[Task instructions]
[A] Using the transcript on corporations and democracy, decide whether each statement below agrees with it: (i) limited liability is presented as the concept key to the nature of a corporation; (ii) limited liability is said to make people less willing to take risks; (iii) limited liability is called a double-edged sword. For each, answer yes or no and quote the deciding words of the transcript.
[B] Summarize the transcript on corporations and democracy in two sentences.

Our topic today: corporations and the future of democracy.

John Perry
Well Ken, that title suggests that corporations are perhaps a potential threat to democracy. So maybe we should get clear at the outset about exactly what a corporation is?

Ken Taylor
Well, John, you know, there are lots of ways that corporations might and I think do threaten democracy. But all of these threats are rooted in one basic concept, the concept that’s actually key to the nature of a corporation, that’s the idea of limited liability.

John Perry
Limited liability is the idea that the individuals behind the corporations, the ones that started, the ones that put up their money for its activities, can shield themselves from full financial responsibility for the risks that the corporation takes. The thinking is that people can protect themselves from full liability, they’ll be willing to take greater risks and try new things. Limited Liability encourages the kind of creativity and innovation that our country and Silicon Valley are built upon.

Ken Taylor
And limited liability in that sense is a great thing. But you know, it’s a double edged sword, there are no unmixed blessings in life. Because limited liability also enables corporations to do things like well pollute and destroy the natural environment without having to take full responsibility. For example, suppose the corporation has a million doubt causes a million dollars worth of environmental damage atrophy, that’s kind of peanuts, but it’s a really small corporation that only has $1,000 in assets. Basically, the corporation can go bankrupt, walk away from the damage at cost, and leave the rest of us stuck with the bill.

[Stored data]
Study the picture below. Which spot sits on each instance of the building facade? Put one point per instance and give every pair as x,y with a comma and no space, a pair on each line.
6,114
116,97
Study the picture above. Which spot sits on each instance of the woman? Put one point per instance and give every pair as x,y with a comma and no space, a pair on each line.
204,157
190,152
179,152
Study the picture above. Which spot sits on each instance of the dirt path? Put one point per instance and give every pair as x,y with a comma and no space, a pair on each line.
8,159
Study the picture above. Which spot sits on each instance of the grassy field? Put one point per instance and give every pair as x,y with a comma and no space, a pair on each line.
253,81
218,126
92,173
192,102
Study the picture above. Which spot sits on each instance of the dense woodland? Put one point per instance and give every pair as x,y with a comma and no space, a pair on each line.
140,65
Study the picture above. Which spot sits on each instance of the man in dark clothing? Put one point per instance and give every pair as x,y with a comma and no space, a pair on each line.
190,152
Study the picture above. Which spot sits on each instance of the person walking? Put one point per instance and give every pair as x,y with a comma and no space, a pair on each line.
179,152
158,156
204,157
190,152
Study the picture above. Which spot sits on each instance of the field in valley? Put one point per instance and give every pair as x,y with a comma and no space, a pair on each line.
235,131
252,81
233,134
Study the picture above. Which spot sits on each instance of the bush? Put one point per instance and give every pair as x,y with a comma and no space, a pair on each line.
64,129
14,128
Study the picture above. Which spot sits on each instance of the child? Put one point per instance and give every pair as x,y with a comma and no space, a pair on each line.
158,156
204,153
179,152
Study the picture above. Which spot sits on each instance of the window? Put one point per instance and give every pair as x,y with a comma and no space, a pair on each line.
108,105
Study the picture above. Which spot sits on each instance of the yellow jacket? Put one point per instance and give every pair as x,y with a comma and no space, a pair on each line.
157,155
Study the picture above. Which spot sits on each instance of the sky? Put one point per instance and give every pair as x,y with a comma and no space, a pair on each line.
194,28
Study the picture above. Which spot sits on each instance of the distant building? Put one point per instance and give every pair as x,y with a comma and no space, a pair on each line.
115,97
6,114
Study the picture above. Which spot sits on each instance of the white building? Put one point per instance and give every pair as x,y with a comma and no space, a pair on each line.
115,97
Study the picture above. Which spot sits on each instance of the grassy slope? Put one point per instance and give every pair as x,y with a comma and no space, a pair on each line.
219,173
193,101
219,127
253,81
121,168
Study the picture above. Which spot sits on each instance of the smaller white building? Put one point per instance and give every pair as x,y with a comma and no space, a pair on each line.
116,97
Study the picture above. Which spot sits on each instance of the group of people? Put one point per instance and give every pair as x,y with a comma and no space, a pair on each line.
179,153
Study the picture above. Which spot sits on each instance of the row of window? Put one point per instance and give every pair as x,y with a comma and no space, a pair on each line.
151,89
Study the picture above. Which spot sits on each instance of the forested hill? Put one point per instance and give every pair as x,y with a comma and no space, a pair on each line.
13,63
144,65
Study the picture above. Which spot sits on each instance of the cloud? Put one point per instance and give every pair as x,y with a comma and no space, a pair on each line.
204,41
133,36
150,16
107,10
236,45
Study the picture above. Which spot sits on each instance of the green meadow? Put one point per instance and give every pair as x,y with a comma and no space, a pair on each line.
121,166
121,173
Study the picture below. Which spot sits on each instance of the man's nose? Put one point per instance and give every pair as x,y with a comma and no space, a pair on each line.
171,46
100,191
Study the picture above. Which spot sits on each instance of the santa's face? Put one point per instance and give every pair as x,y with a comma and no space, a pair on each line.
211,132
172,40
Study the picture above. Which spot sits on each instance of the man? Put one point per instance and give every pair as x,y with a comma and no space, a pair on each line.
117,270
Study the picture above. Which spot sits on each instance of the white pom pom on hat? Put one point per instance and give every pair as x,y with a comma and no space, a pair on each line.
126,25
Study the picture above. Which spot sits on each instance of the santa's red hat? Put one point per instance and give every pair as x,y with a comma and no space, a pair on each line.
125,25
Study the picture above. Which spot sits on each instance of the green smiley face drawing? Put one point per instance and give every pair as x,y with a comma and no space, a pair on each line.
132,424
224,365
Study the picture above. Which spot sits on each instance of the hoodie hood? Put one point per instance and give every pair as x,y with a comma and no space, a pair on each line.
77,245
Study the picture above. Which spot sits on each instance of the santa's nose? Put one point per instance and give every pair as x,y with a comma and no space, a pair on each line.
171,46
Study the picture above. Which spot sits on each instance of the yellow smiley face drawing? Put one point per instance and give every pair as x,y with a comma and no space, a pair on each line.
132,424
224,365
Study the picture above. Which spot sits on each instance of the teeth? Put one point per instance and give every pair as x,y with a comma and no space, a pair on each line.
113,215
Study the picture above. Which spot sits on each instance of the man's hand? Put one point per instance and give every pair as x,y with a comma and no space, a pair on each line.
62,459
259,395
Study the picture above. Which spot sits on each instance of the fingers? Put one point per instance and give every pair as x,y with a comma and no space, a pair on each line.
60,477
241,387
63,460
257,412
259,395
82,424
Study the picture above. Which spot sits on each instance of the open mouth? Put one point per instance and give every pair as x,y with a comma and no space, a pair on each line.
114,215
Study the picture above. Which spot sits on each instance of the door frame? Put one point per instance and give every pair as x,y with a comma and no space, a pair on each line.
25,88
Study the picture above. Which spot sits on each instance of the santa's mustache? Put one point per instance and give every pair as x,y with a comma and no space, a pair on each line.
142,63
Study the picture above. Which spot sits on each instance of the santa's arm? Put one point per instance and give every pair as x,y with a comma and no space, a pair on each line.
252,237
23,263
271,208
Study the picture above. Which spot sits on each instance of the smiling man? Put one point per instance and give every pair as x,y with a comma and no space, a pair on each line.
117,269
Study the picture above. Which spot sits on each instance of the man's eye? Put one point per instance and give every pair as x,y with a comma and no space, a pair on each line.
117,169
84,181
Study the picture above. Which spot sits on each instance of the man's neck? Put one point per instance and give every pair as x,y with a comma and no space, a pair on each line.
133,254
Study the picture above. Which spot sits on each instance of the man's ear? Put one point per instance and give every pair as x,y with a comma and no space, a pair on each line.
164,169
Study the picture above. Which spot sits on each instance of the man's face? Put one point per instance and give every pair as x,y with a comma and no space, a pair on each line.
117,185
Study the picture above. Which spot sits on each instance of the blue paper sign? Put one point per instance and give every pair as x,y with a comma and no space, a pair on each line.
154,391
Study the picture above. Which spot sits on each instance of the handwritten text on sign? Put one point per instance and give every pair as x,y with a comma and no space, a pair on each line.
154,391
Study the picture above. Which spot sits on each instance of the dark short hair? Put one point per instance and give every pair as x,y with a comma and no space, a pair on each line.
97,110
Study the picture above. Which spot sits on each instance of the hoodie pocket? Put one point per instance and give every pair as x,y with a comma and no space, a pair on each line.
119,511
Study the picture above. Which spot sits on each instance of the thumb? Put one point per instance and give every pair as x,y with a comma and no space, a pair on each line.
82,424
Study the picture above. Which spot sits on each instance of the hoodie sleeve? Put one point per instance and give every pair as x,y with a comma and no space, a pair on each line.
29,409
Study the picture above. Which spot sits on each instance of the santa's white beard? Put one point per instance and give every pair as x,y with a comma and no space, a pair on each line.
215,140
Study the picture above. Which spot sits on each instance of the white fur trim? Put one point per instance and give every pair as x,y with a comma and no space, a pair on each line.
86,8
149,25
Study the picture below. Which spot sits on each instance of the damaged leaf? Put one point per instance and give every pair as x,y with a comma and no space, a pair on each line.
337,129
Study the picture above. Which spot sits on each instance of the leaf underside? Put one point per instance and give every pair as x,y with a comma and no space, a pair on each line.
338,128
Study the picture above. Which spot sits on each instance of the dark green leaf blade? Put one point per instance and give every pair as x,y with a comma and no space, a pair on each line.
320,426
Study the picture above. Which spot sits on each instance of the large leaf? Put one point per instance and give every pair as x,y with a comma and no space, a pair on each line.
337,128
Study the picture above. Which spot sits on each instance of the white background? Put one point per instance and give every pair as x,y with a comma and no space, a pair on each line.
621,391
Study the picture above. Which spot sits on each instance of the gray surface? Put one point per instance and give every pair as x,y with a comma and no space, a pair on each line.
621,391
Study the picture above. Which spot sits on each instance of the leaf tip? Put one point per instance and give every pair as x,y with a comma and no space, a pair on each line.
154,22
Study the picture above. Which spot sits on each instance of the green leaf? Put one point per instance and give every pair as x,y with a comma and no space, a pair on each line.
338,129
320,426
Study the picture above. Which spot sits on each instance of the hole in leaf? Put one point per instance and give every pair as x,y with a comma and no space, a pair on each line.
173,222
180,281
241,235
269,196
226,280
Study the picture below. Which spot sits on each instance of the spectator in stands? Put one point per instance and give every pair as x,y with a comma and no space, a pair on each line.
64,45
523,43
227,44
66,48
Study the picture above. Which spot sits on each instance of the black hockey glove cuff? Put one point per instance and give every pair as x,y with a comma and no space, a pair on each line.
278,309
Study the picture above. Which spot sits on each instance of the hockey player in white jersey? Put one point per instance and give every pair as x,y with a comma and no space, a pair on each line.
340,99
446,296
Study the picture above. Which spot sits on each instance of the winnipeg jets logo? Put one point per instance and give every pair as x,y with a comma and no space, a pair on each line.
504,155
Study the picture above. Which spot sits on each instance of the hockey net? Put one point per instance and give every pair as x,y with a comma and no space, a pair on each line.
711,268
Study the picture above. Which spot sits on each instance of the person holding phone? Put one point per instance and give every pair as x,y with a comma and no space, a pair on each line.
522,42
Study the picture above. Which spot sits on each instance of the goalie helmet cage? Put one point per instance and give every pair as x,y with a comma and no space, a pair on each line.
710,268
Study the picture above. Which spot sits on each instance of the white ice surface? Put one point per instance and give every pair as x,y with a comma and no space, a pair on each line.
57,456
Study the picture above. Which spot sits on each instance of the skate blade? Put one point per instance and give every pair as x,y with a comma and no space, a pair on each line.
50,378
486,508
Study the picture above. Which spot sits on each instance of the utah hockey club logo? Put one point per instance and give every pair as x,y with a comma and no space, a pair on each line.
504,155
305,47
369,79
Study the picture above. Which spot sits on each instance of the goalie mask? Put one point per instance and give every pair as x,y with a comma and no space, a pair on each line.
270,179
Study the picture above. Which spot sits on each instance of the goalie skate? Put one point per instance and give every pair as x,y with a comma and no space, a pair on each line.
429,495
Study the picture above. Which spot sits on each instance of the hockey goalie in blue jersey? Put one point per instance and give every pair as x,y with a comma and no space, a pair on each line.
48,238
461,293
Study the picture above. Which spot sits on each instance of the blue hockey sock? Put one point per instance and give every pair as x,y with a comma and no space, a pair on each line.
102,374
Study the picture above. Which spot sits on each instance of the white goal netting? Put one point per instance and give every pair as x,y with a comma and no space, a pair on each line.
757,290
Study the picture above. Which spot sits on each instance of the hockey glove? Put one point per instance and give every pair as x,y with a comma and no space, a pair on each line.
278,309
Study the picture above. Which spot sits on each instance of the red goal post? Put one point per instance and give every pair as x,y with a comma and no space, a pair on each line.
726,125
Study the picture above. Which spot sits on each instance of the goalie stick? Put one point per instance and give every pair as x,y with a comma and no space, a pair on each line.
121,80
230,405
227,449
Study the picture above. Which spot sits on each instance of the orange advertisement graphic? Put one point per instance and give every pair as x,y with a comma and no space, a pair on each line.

[The answers]
[A]
(i) Yes: "the concept that’s actually key to the nature of a corporation, that’s the idea of limited liability."
(ii) No: "they’ll be willing to take greater risks and try new things."
(iii) Yes: "it’s a double edged sword, there are no unmixed blessings in life."

[B] The threats that corporations pose to democracy are rooted in limited liability, which shields the individuals behind a corporation from full financial responsibility for its risks and so encourages risk-taking, creativity, and innovation. Yet limited liability is a double-edged sword: it also lets corporations pollute and damage the environment without taking full responsibility, since a corporation can go bankrupt, walk away from the damage, and leave others with the bill.